__WHAT IS ASKED__. Show every line of the data below that contains the word "riot", copied without changes.

Location identification data:
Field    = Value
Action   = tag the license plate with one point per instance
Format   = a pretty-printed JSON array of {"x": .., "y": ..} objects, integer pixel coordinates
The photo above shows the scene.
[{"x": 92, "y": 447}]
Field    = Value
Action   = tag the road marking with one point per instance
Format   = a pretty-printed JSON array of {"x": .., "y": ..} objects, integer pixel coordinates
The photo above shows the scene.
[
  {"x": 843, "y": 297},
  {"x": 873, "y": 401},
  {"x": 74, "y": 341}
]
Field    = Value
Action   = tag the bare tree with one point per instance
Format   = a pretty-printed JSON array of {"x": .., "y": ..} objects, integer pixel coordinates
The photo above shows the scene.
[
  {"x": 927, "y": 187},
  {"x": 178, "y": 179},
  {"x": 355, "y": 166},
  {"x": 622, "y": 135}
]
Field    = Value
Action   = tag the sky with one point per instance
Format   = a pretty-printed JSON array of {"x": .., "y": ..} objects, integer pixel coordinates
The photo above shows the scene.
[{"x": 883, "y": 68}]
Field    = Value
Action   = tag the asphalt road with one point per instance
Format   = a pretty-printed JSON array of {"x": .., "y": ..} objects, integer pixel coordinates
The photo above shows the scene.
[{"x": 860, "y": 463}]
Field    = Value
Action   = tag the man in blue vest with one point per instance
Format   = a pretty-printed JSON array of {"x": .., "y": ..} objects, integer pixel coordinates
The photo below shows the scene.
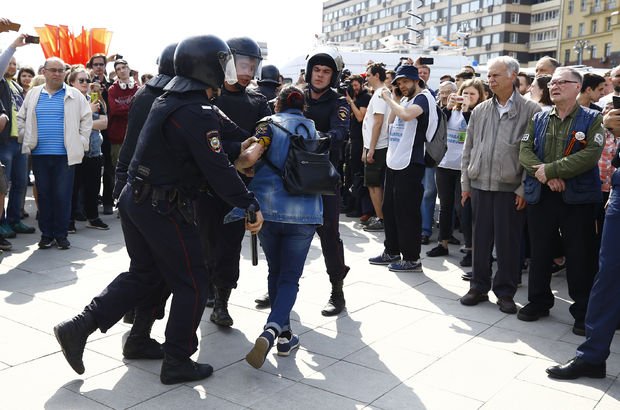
[{"x": 560, "y": 152}]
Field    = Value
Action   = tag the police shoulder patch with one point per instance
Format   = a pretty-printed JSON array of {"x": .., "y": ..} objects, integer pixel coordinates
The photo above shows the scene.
[
  {"x": 213, "y": 138},
  {"x": 598, "y": 139},
  {"x": 343, "y": 113}
]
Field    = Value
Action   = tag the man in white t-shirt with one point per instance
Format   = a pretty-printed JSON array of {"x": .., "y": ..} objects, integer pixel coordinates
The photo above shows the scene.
[{"x": 374, "y": 132}]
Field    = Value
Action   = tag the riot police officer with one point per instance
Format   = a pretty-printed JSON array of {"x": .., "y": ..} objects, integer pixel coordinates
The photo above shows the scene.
[
  {"x": 269, "y": 83},
  {"x": 222, "y": 242},
  {"x": 178, "y": 153},
  {"x": 330, "y": 113}
]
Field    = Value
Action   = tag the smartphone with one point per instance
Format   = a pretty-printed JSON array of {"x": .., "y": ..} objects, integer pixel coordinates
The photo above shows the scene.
[
  {"x": 427, "y": 60},
  {"x": 31, "y": 39}
]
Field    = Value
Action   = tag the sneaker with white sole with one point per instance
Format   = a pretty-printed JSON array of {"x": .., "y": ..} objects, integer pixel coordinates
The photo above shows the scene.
[
  {"x": 405, "y": 266},
  {"x": 286, "y": 346},
  {"x": 384, "y": 259}
]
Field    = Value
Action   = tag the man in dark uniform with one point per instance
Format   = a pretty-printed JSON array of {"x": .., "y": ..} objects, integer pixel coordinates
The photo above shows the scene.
[
  {"x": 222, "y": 242},
  {"x": 330, "y": 113},
  {"x": 178, "y": 153},
  {"x": 269, "y": 84}
]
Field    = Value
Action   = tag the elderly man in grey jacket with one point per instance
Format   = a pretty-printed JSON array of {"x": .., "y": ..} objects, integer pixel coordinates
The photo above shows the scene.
[{"x": 493, "y": 178}]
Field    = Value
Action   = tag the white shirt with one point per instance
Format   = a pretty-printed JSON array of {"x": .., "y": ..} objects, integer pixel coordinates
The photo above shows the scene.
[{"x": 377, "y": 105}]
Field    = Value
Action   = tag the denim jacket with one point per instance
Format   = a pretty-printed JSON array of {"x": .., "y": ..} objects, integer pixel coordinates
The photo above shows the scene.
[{"x": 277, "y": 205}]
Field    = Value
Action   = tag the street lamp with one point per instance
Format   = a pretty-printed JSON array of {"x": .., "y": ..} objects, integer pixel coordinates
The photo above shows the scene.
[{"x": 579, "y": 46}]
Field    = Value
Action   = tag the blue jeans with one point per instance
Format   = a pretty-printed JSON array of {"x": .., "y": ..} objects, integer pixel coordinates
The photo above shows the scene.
[
  {"x": 428, "y": 201},
  {"x": 54, "y": 179},
  {"x": 16, "y": 165},
  {"x": 286, "y": 246}
]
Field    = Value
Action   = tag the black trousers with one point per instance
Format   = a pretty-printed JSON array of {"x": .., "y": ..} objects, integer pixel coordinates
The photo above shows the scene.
[
  {"x": 221, "y": 243},
  {"x": 448, "y": 189},
  {"x": 496, "y": 222},
  {"x": 88, "y": 181},
  {"x": 577, "y": 225},
  {"x": 331, "y": 244},
  {"x": 401, "y": 211},
  {"x": 165, "y": 254}
]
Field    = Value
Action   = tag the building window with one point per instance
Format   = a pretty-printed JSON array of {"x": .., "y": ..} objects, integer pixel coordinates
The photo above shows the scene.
[{"x": 514, "y": 18}]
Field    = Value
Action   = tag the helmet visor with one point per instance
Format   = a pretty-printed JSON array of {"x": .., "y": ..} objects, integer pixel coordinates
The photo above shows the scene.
[{"x": 228, "y": 66}]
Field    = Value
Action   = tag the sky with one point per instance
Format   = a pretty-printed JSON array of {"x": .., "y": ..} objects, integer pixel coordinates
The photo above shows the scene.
[{"x": 142, "y": 28}]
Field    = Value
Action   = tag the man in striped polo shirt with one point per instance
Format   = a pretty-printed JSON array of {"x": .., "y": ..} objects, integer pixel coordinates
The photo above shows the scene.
[{"x": 55, "y": 122}]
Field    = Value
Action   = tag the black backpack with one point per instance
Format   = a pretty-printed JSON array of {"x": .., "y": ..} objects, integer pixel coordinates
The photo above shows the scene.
[{"x": 307, "y": 168}]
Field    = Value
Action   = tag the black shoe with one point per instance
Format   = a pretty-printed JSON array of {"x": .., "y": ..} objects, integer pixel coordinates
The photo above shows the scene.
[
  {"x": 473, "y": 297},
  {"x": 577, "y": 368},
  {"x": 5, "y": 245},
  {"x": 335, "y": 304},
  {"x": 46, "y": 242},
  {"x": 72, "y": 335},
  {"x": 531, "y": 313},
  {"x": 63, "y": 244},
  {"x": 263, "y": 301},
  {"x": 579, "y": 328},
  {"x": 438, "y": 250},
  {"x": 507, "y": 305},
  {"x": 178, "y": 371},
  {"x": 453, "y": 241}
]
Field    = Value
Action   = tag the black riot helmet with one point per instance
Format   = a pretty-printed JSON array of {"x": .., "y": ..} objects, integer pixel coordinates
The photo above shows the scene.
[
  {"x": 247, "y": 56},
  {"x": 269, "y": 75},
  {"x": 165, "y": 61},
  {"x": 328, "y": 56},
  {"x": 202, "y": 62}
]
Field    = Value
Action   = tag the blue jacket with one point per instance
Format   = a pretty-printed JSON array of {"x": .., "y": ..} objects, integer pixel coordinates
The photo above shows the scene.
[
  {"x": 584, "y": 188},
  {"x": 277, "y": 205}
]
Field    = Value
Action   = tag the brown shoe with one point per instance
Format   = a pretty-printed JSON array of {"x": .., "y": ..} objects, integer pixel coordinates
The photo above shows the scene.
[
  {"x": 507, "y": 305},
  {"x": 473, "y": 297}
]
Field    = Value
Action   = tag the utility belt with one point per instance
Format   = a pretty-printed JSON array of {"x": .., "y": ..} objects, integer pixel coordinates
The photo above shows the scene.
[{"x": 166, "y": 201}]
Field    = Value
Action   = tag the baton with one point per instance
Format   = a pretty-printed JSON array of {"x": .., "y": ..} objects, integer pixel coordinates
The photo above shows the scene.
[{"x": 251, "y": 215}]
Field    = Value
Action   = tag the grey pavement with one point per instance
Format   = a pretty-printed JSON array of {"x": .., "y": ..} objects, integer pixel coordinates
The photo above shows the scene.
[{"x": 405, "y": 341}]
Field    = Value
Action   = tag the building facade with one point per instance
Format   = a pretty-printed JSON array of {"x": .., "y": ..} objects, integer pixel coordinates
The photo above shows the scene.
[{"x": 590, "y": 33}]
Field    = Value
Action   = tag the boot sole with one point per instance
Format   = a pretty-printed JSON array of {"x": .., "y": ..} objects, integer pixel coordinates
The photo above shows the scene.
[
  {"x": 256, "y": 357},
  {"x": 77, "y": 367}
]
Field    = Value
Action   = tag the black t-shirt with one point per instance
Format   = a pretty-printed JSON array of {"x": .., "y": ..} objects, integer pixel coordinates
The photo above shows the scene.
[{"x": 362, "y": 100}]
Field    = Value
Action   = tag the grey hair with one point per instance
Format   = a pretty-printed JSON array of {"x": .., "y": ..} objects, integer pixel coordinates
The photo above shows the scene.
[
  {"x": 511, "y": 64},
  {"x": 574, "y": 73}
]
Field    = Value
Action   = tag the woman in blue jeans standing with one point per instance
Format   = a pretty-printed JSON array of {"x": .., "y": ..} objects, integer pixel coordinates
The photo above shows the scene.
[{"x": 290, "y": 223}]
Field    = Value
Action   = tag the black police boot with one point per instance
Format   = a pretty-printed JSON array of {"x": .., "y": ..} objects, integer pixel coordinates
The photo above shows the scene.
[
  {"x": 129, "y": 316},
  {"x": 139, "y": 344},
  {"x": 72, "y": 335},
  {"x": 336, "y": 302},
  {"x": 220, "y": 315},
  {"x": 183, "y": 370}
]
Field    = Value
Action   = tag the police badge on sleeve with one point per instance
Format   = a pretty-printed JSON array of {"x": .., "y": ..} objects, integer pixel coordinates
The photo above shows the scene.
[{"x": 213, "y": 138}]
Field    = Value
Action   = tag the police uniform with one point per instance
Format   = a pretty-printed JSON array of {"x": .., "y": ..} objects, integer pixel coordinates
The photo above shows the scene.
[
  {"x": 570, "y": 148},
  {"x": 222, "y": 242},
  {"x": 330, "y": 113},
  {"x": 178, "y": 153}
]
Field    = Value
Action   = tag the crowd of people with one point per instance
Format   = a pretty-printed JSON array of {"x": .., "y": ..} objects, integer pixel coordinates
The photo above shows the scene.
[{"x": 192, "y": 157}]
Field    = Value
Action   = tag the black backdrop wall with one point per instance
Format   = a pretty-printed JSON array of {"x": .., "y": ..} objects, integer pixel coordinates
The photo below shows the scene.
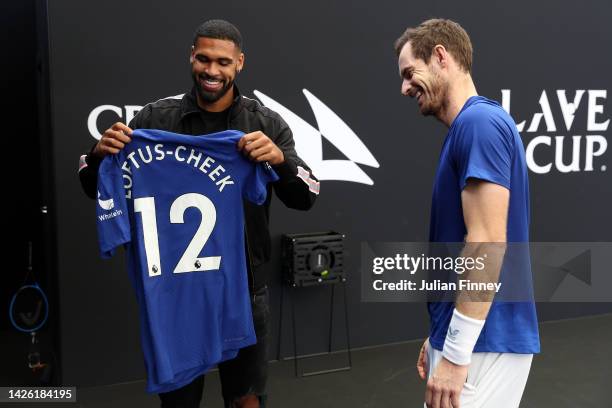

__SOLUTION__.
Action   = tag the riot police officer with one point per instance
Action   = tag the black riot helmet with one point per instance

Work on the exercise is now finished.